(Prompt) Reproduce verbatim the rows from the line containing "at table visible in it." through the final line of the rows, both ends included.

Bounding-box rows:

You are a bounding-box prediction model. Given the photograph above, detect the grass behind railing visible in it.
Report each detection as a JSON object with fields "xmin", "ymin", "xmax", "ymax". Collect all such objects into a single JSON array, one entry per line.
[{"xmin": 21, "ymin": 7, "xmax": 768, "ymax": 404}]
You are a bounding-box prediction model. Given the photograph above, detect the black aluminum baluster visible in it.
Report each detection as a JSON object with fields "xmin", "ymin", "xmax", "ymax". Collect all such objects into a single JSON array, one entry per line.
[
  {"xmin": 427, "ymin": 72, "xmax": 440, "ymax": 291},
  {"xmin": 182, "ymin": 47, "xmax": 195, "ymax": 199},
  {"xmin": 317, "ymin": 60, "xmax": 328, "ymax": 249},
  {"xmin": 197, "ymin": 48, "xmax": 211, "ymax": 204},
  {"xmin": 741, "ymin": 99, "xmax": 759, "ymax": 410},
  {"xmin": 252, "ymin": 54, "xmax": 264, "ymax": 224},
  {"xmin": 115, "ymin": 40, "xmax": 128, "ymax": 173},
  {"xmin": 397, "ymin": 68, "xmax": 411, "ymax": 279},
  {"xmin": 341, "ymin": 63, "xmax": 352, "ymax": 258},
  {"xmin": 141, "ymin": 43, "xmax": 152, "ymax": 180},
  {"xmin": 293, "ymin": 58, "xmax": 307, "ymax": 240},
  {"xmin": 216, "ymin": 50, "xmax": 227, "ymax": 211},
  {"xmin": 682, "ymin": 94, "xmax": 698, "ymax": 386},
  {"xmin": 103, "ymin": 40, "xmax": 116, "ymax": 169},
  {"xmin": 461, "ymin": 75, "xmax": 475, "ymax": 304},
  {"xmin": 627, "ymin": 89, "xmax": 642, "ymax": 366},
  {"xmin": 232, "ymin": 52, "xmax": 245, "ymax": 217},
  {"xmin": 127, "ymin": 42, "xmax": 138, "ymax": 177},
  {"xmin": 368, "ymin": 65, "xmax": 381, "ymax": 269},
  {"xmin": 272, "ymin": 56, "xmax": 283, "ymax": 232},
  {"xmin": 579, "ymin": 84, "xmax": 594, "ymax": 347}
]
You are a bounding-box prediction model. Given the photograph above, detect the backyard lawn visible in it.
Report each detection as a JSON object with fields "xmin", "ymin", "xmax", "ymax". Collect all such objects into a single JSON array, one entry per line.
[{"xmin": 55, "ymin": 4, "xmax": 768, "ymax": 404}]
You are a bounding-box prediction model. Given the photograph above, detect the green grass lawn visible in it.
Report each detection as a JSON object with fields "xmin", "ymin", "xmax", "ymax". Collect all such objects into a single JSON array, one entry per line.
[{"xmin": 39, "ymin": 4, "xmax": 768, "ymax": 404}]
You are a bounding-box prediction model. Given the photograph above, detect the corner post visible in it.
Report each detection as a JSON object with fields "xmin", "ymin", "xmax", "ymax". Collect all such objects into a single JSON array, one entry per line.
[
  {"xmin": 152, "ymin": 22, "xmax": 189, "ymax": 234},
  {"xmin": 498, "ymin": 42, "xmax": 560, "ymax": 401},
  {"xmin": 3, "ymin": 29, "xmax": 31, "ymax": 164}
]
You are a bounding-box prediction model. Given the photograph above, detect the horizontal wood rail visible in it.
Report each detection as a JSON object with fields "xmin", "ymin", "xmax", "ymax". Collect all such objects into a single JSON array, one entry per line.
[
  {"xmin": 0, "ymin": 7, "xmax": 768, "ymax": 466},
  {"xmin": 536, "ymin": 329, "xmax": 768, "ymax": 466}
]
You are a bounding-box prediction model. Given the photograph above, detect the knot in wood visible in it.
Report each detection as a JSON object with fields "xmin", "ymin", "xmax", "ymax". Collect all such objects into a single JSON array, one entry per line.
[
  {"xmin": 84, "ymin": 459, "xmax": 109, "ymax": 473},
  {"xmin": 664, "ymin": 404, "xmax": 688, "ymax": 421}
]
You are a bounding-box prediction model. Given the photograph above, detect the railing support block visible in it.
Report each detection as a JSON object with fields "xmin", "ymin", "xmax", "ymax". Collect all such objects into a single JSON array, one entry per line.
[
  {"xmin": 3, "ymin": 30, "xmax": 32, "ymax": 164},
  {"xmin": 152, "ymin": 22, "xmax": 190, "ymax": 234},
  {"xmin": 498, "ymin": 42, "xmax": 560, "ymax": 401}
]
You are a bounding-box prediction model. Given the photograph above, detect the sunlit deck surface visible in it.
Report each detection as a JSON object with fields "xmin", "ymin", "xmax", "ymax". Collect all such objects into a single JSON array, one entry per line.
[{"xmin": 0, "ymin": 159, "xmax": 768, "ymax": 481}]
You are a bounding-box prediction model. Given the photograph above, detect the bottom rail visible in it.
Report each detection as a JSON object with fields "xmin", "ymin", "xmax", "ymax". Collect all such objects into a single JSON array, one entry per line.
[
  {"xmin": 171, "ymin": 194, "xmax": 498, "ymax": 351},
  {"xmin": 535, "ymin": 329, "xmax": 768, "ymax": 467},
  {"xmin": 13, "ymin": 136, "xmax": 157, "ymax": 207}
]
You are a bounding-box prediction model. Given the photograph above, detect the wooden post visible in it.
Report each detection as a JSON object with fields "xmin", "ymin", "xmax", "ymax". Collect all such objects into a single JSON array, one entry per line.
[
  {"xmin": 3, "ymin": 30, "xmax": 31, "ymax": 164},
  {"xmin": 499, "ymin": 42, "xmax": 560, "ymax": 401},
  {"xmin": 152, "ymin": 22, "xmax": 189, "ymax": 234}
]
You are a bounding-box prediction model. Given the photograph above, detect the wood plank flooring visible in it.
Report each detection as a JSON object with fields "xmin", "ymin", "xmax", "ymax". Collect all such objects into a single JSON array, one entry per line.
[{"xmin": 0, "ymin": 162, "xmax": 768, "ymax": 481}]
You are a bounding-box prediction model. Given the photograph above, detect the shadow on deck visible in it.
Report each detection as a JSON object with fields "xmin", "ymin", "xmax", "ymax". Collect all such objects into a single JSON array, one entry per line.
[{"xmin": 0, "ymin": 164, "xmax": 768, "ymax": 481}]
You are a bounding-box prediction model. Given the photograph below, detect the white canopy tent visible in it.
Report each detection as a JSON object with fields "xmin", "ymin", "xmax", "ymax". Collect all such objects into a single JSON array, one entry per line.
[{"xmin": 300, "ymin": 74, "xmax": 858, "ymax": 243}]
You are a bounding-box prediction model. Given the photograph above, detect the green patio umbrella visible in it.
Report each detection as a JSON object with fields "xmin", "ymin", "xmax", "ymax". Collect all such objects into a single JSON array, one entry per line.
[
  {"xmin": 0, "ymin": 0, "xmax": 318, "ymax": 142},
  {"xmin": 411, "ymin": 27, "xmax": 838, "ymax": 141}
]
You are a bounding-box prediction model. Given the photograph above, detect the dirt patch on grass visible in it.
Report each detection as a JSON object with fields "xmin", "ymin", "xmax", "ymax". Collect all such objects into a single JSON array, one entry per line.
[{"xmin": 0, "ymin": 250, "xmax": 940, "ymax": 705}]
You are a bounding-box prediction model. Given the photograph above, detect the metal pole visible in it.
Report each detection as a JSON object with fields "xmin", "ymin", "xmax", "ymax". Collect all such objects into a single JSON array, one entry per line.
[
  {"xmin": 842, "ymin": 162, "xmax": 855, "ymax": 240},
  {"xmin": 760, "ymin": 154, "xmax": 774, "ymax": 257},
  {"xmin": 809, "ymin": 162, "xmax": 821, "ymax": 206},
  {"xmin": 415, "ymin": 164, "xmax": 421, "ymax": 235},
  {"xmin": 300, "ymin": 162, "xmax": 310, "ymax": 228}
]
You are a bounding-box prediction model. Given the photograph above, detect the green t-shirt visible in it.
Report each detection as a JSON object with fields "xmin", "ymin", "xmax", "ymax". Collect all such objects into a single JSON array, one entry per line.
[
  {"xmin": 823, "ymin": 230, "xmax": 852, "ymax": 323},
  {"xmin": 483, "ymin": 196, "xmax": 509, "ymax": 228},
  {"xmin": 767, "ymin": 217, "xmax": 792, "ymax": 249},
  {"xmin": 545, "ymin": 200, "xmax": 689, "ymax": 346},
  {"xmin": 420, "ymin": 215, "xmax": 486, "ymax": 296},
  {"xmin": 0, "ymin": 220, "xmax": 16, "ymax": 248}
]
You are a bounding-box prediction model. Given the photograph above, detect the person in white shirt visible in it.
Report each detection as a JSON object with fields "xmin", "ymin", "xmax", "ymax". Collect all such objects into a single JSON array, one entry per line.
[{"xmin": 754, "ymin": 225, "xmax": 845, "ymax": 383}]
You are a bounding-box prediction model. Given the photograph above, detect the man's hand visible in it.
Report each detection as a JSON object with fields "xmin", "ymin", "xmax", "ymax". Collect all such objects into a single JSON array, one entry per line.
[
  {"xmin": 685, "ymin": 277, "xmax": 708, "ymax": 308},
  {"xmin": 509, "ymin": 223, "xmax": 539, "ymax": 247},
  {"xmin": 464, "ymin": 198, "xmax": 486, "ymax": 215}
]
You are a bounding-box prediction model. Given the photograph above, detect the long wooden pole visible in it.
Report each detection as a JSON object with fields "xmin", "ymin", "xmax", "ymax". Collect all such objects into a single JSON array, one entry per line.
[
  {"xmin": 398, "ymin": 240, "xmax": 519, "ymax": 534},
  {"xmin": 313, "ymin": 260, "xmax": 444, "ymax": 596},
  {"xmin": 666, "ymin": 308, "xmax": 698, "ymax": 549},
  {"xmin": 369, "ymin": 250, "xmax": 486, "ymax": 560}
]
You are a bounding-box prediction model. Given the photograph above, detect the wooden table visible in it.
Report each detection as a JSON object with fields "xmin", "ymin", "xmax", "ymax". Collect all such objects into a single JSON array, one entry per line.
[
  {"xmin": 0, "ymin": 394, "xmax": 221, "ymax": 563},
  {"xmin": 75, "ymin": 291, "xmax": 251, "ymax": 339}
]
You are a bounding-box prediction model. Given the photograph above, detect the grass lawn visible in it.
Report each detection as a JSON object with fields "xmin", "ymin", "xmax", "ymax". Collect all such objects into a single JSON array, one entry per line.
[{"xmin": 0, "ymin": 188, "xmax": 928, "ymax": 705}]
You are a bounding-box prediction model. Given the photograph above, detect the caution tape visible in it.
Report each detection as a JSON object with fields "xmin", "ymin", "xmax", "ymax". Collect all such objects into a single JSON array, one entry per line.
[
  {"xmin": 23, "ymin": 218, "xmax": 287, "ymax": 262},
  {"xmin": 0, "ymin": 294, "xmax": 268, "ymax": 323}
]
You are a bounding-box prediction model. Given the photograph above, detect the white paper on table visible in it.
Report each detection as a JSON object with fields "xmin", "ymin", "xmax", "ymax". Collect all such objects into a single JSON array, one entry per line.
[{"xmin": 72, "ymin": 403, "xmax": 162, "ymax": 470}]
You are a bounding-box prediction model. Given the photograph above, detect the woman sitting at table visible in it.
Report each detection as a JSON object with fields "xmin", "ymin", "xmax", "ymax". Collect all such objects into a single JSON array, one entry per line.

(Solution to this problem)
You are a bounding-box prediction model. Given the photograph above, detect the woman sitting at table visible in it.
Report each detection as a JSON object with fields "xmin", "ymin", "xmax", "ymax". Collect all such objects into a single JSON array, one entry per line.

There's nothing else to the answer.